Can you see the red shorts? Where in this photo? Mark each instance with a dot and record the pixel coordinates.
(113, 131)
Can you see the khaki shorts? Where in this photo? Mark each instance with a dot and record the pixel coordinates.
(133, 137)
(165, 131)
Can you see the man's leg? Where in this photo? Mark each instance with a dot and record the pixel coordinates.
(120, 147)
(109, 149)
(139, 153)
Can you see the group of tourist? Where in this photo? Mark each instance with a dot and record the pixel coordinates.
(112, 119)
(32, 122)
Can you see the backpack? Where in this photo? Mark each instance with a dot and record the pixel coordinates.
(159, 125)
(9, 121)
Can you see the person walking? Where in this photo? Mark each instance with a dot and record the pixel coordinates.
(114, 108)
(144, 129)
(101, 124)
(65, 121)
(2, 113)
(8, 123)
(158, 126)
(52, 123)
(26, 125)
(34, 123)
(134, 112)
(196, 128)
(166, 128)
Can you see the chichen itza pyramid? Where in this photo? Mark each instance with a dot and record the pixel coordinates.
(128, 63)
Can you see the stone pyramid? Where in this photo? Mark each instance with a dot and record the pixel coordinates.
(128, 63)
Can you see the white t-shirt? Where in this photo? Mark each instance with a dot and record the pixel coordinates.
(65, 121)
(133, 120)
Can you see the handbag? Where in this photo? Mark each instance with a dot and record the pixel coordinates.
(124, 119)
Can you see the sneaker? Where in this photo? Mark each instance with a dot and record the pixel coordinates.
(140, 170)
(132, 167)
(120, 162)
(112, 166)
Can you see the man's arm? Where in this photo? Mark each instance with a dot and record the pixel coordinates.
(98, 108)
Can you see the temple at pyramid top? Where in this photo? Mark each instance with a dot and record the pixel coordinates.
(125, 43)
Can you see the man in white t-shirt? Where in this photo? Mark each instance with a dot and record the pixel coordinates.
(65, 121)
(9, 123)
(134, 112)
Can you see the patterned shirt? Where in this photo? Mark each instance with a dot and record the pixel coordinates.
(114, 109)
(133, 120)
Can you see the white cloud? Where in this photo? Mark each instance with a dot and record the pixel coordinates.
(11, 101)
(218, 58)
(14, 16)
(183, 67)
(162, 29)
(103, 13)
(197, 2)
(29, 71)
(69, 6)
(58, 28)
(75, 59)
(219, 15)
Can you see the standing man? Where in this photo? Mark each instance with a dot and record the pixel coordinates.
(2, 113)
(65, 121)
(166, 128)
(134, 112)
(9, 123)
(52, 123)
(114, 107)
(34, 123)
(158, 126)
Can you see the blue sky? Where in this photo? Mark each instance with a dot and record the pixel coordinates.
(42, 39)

--

WRITTEN PROBLEM: Rewrite every line of the records above as one numbered list, omitting any blank lines.

WRITTEN SOLUTION:
1. Can you see the red shorts? Where in this photo? Mark each instance with a dot and record the pixel coordinates.
2. (113, 131)
3. Can you see the khaki shorts? Where in this photo? Mark each instance with a dot and record the pixel coordinates.
4. (133, 137)
5. (165, 131)
6. Can you see the man's leg? Where in this photo? Mark each instance with a dot and record the pixel coordinates.
7. (120, 147)
8. (109, 149)
9. (139, 153)
10. Can you see the group of tourist? Where in this photo? Mark each instance with a dot and record the pixel coordinates.
11. (112, 119)
12. (32, 122)
13. Can you see the backpack? Where in this photo? Mark each instance with a dot and record the pixel coordinates.
14. (159, 125)
15. (9, 121)
16. Can you see the person walking? Where in this photo? Mark each instance with a dot and record the pixel coordinates.
17. (114, 108)
18. (144, 129)
19. (101, 124)
20. (65, 121)
21. (2, 113)
22. (8, 123)
23. (158, 126)
24. (52, 123)
25. (26, 125)
26. (34, 123)
27. (134, 112)
28. (196, 128)
29. (166, 128)
30. Can you see the chichen itza pyramid? Where in this photo? Mark each instance with a dot and record the pixel coordinates.
31. (128, 63)
32. Can you see the stone pyramid? Where in this photo? Mark each instance with a dot and record the pixel coordinates.
33. (128, 63)
34. Can you see the white t-shirt? Where in this photo? Mark each instance with a dot and record the pixel coordinates.
35. (65, 121)
36. (133, 120)
37. Can you see the handbag? Where in this photo? Mark each instance with a dot and record the pixel coordinates.
38. (124, 119)
39. Can you see the sneaker? Where in this photo? Mark each instance with a dot and record the pixel coordinates.
40. (140, 170)
41. (132, 167)
42. (120, 162)
43. (112, 166)
44. Can you see the man's arm? Where in this photo? Mark each instance with a dot and record the pixel coordinates.
45. (98, 108)
46. Can you see the temple at pyramid top? Where in this photo? Mark each instance with a dot and record the pixel coordinates.
47. (125, 43)
48. Can you see the man in white t-shirt? Where in this photo? Mark each instance with a dot and record the pixel coordinates.
49. (65, 121)
50. (9, 123)
51. (134, 112)
52. Can you see the patterned shirt? Where in this photo? Mark each instance with a dot and record the pixel coordinates.
53. (114, 109)
54. (133, 120)
55. Can you see the white cloud? Where in this photo? Mark each instance with a dot and record the pixel coordinates.
56. (11, 101)
57. (218, 58)
58. (14, 16)
59. (183, 67)
60. (162, 29)
61. (103, 13)
62. (197, 2)
63. (29, 71)
64. (69, 6)
65. (58, 28)
66. (75, 59)
67. (219, 15)
68. Can you see the standing man? Where in this photo? Mark each instance with a dot and record the pixel coordinates.
69. (2, 113)
70. (65, 121)
71. (166, 128)
72. (134, 112)
73. (9, 123)
74. (52, 123)
75. (114, 107)
76. (34, 123)
77. (158, 126)
78. Can you see the blue sky? Where in this photo? Mark each instance with a dot and record the pixel coordinates.
79. (42, 39)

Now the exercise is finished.